### [Dataset entries]

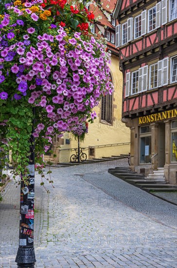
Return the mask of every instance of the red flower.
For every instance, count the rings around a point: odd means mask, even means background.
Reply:
[[[65,26],[66,26],[66,23],[65,23],[65,22],[63,22],[63,21],[61,21],[60,25],[61,27],[65,27]]]
[[[89,12],[89,13],[88,13],[87,17],[89,20],[93,20],[95,17],[93,11],[90,11],[90,12]]]
[[[71,5],[70,6],[70,9],[72,13],[73,13],[74,14],[77,14],[79,12],[79,10],[76,5],[74,6],[74,7],[73,7],[73,5]]]

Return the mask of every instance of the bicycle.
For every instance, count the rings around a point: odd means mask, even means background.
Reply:
[[[81,162],[84,162],[87,160],[87,154],[82,152],[82,149],[85,148],[80,148],[80,159]],[[72,154],[70,157],[70,162],[71,163],[75,163],[78,159],[78,149],[74,149],[75,151],[75,154]]]

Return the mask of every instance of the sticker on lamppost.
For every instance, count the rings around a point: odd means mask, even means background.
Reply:
[[[31,191],[29,191],[28,193],[28,199],[34,199],[35,198],[35,192],[34,190],[32,190]]]

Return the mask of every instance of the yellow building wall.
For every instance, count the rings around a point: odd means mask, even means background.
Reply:
[[[93,110],[98,117],[92,124],[89,123],[88,133],[86,134],[85,139],[81,143],[80,147],[86,148],[84,152],[87,154],[88,159],[110,157],[128,154],[130,152],[130,132],[129,128],[121,121],[122,109],[123,77],[119,70],[118,57],[112,54],[110,66],[114,86],[113,93],[113,123],[112,125],[102,122],[100,119],[101,102]],[[57,149],[59,155],[57,161],[61,162],[70,162],[71,155],[75,153],[74,150],[66,150],[76,148],[78,142],[70,133],[64,135],[64,145]],[[66,144],[66,139],[70,139],[70,144]],[[127,143],[127,144],[118,144]],[[94,155],[89,155],[88,147],[94,147]]]

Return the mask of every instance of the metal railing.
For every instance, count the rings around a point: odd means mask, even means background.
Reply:
[[[152,156],[151,157],[151,172],[152,172],[152,159],[154,158],[154,157],[155,157],[155,156],[156,156],[156,155],[157,155],[158,154],[158,153],[156,153],[156,154],[154,154],[153,156]],[[155,164],[155,163],[154,163]]]
[[[102,147],[111,147],[112,146],[120,146],[121,145],[128,145],[130,144],[130,142],[121,142],[120,143],[112,143],[110,144],[103,144],[101,145],[95,145],[94,146],[88,146],[88,147],[85,147],[82,148],[84,150],[87,150],[90,148],[99,148]],[[67,149],[59,149],[59,151],[72,151],[75,150],[77,148],[69,148]]]

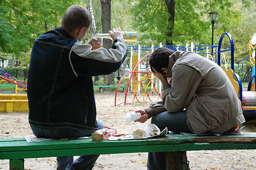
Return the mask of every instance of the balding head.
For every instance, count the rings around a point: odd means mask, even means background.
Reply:
[[[61,27],[69,32],[84,27],[89,28],[92,22],[90,12],[83,6],[74,5],[70,7],[64,14]]]

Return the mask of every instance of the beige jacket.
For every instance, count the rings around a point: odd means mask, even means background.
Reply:
[[[218,65],[196,54],[177,51],[169,58],[162,101],[145,110],[150,117],[185,108],[187,124],[196,134],[220,134],[245,121],[233,87]]]

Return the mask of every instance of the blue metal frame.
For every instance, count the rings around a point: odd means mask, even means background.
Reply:
[[[221,51],[222,40],[225,36],[227,36],[230,42],[230,48]],[[231,51],[231,69],[234,72],[234,43],[233,38],[229,33],[225,33],[222,35],[218,42],[218,64],[220,66],[220,53],[224,52]]]
[[[230,48],[229,48],[226,50],[223,50],[221,51],[221,44],[222,43],[222,41],[223,39],[225,36],[227,36],[230,39]],[[219,41],[218,42],[218,65],[220,66],[220,54],[222,52],[229,51],[230,51],[231,54],[231,69],[233,70],[234,72],[234,76],[236,77],[237,82],[238,83],[238,85],[239,86],[239,100],[241,101],[241,105],[243,105],[243,95],[242,95],[242,91],[243,87],[242,87],[242,81],[241,81],[241,79],[238,75],[235,73],[234,66],[234,43],[233,42],[233,38],[232,36],[229,33],[224,33],[222,35]]]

### [What is expected]
Rescale the part of the listing that opens with the line containing "Return the mask of every instance of the beige" and closes with the listing's last line. Write out every line in that part again, requests included, with each coordinate in the answers multiplied by 1.75 and rounded to a whole number, halves going up.

### [Answer to the problem]
Return the mask of every instance of the beige jacket.
For every instance, count the rings around a point: odd means mask, even means background.
Reply:
[[[382,114],[343,95],[310,89],[296,102],[284,177],[254,193],[263,205],[324,189],[327,217],[343,235],[385,235],[429,212],[408,152]]]

Return the mask of every instance of the blue metal frame.
For every instance, count the rings around a point: odd means mask, even means background.
Reply:
[[[387,89],[389,70],[394,63],[397,63],[403,74],[403,84]],[[404,89],[404,121],[410,126],[410,75],[408,67],[401,58],[394,58],[389,61],[382,74],[382,112],[385,116],[385,93],[392,91]]]
[[[403,84],[401,84],[396,88],[390,88],[387,89],[387,77],[389,75],[389,72],[390,68],[394,63],[397,63],[403,68]],[[383,72],[382,74],[382,114],[385,116],[385,95],[389,91],[401,89],[403,89],[404,95],[404,121],[408,123],[410,126],[410,133],[413,135],[415,144],[417,145],[417,149],[418,151],[418,175],[422,177],[422,184],[425,184],[425,166],[424,166],[424,159],[425,152],[424,152],[424,142],[422,142],[422,138],[417,131],[411,128],[410,116],[410,75],[408,74],[408,67],[406,63],[401,58],[392,58],[389,61]]]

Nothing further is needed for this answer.